▶ _EXERCISE GOAL_: Your task is to return the span of lines beginning at the one with "Could you please outline every instance of the black cow's leg?" and ending at the last line of the data, exactly as it stands.

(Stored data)
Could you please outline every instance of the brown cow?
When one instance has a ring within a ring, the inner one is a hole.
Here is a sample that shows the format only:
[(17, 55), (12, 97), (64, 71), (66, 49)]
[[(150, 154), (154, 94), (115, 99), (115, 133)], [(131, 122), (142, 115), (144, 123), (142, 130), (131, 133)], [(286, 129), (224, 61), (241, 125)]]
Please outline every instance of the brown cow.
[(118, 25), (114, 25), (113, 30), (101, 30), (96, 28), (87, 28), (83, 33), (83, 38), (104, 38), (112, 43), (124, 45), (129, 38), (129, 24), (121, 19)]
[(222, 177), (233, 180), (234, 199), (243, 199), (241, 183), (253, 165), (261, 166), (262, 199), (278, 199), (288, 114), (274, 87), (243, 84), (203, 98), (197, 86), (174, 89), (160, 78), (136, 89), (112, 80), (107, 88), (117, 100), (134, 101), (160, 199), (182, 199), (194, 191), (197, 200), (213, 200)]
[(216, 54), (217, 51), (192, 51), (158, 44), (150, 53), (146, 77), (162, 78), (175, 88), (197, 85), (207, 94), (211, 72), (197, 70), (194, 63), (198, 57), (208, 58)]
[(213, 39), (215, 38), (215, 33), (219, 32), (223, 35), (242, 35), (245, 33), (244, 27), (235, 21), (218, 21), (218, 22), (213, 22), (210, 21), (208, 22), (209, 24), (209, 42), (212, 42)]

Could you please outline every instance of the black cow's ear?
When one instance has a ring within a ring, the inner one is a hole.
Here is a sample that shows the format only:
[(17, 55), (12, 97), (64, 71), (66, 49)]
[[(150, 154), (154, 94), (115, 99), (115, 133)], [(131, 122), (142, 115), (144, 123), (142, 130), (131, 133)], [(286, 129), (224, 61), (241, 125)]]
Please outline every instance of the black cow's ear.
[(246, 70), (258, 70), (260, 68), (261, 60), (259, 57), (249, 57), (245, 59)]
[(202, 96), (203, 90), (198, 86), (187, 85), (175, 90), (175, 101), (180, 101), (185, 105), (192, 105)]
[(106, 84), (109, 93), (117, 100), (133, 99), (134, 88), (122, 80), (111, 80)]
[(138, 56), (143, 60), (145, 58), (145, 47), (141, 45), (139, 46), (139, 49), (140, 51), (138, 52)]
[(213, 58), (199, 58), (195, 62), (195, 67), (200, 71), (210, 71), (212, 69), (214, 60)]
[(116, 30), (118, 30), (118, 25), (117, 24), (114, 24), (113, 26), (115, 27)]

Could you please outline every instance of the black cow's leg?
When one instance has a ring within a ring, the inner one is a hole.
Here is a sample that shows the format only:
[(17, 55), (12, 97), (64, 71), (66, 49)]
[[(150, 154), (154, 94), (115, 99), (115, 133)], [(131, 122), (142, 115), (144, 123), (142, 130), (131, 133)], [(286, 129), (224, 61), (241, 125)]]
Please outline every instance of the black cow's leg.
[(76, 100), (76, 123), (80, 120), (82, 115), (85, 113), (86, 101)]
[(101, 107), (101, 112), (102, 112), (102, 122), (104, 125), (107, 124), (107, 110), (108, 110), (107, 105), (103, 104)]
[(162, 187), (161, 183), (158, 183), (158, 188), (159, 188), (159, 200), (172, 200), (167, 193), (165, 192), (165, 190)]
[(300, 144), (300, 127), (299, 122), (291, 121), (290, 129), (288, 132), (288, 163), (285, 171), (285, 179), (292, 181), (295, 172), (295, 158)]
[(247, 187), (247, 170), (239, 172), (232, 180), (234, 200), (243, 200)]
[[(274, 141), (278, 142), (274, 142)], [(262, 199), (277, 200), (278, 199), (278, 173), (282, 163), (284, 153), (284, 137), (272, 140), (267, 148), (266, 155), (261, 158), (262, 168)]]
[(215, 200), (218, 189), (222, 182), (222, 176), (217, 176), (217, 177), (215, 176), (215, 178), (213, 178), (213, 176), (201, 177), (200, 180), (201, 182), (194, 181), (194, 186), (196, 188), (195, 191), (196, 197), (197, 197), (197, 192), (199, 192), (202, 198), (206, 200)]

▶ _RESPONSE TO THE TASK_:
Could you please outline every instance of the black cow's leg?
When one instance has a ring within a ring, the inner one is a hole.
Here is a sample that shows the format only:
[(17, 55), (12, 97), (64, 71), (66, 49)]
[[(150, 154), (154, 94), (115, 99), (115, 133)], [(131, 122), (142, 115), (144, 123), (142, 130), (131, 133)], [(286, 129), (224, 61), (241, 125)]]
Please outline every instance of the black cow's leg.
[(76, 100), (76, 123), (80, 120), (82, 115), (85, 113), (86, 101)]
[(101, 107), (101, 112), (102, 112), (102, 122), (104, 125), (107, 124), (107, 110), (108, 110), (107, 105), (103, 104)]
[(162, 187), (161, 183), (158, 183), (158, 188), (159, 188), (159, 200), (172, 200), (167, 193), (165, 192), (165, 190)]
[(300, 144), (300, 127), (299, 122), (291, 121), (290, 129), (288, 132), (288, 163), (285, 171), (285, 179), (292, 181), (295, 172), (295, 158)]
[(247, 187), (247, 170), (239, 172), (232, 180), (234, 200), (243, 200)]
[[(274, 141), (278, 142), (274, 142)], [(262, 199), (277, 200), (278, 199), (278, 173), (282, 163), (284, 153), (284, 137), (272, 140), (267, 148), (266, 155), (261, 158), (262, 168)]]
[(215, 200), (218, 189), (222, 182), (222, 176), (217, 176), (217, 177), (215, 176), (215, 178), (213, 178), (213, 176), (201, 177), (200, 180), (201, 182), (194, 181), (194, 186), (196, 188), (195, 191), (196, 197), (197, 197), (197, 192), (199, 192), (202, 198), (206, 200)]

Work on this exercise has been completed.